### Brano di testo
──────
Con la creazione della Repubblica Sociale Italiana (Repubblica di Salò) di Mussolini, alleata di Hitler, gli italiani deportati in Germania sono considerati internati militari, I.M.I. (Italienisch Militär Interniert) e non KGF (Kriegs-gefange = prigionieri di guerra). In breve, gli italiani in Germania sono ribelli (o meglio banditi di Badoglio) di uno Stato alleato, alla loro mercé. Una posizione veramente critica e ibrida, quindi, che pesa su tutti. A Driesen, e nei dintorni, è stato impiegato in lavori di discarica, di carico sui carri ferroviari, di immagazzinamento e di sistemazione in generale di materiale strategico, in lavori agricoli e di pulitura di un canale di scolo nel bosco, tagliando e trasportando alberi da destinare all’industria, con gravi problemi di alimentazione, tranne qualche eccezione, essendo le razioni al limite della sopravvivenza.

A metà gennaio 1945, i sovietici della Vistola iniziano “l’ultimo atto della più grande tragedia del XX secolo”, come scrisse mio padre nelle sue memorie di guerra. Iniziano marce estenuanti per la ritirata e per raggiungere le altre colonne, ma ormai i carri armati russi avevano preceduto le armate.
──────
Una serie di voci:

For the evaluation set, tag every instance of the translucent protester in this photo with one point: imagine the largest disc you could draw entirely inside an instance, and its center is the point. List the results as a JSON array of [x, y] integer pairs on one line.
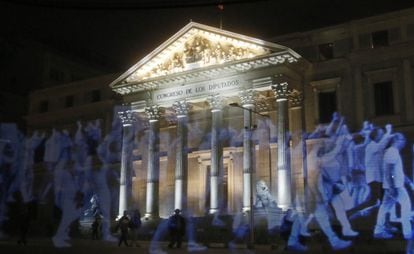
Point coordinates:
[[332, 182], [395, 192], [322, 190], [264, 198], [374, 153], [109, 152], [26, 185], [68, 195]]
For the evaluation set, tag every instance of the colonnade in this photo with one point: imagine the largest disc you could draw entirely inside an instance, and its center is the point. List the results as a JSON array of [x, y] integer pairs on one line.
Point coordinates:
[[283, 94]]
──────
### Problemi
1 > Come riassumeresti in due frasi il brano sugli internati militari italiani?
2 > Modifica il brano sugli internati militari italiani: riscrivi la parte che comincia con "Con la creazione" e fermati dopo "limite della sopravvivenza.", mettendo "delicata" al posto di "critica".
Per svolgere il lavoro basati unicamente sul brano.

### Risposte complete
1 > Con la nascita della Repubblica Sociale Italiana, gli italiani deportati in Germania furono considerati internati militari e non prigionieri di guerra, trovandosi così in una posizione critica e ibrida. A Driesen e nei dintorni il lavoro comprendeva carico di carri ferroviari, immagazzinamento, lavori agricoli e taglio di alberi, con razioni al limite della sopravvivenza, finché a metà gennaio 1945 l'offensiva sovietica dalla Vistola diede inizio a marce estenuanti di ritirata.

2 >
Con la creazione della Repubblica Sociale Italiana (Repubblica di Salò) di Mussolini, alleata di Hitler, gli italiani deportati in Germania sono considerati internati militari, I.M.I. (Italienisch Militär Interniert) e non KGF (Kriegs-gefange = prigionieri di guerra). In breve, gli italiani in Germania sono ribelli (o meglio banditi di Badoglio) di uno Stato alleato, alla loro mercé. Una posizione veramente delicata e ibrida, quindi, che pesa su tutti. A Driesen, e nei dintorni, è stato impiegato in lavori di discarica, di carico sui carri ferroviari, di immagazzinamento e di sistemazione in generale di materiale strategico, in lavori agricoli e di pulitura di un canale di scolo nel bosco, tagliando e trasportando alberi da destinare all’industria, con gravi problemi di alimentazione, tranne qualche eccezione, essendo le razioni al limite della sopravvivenza.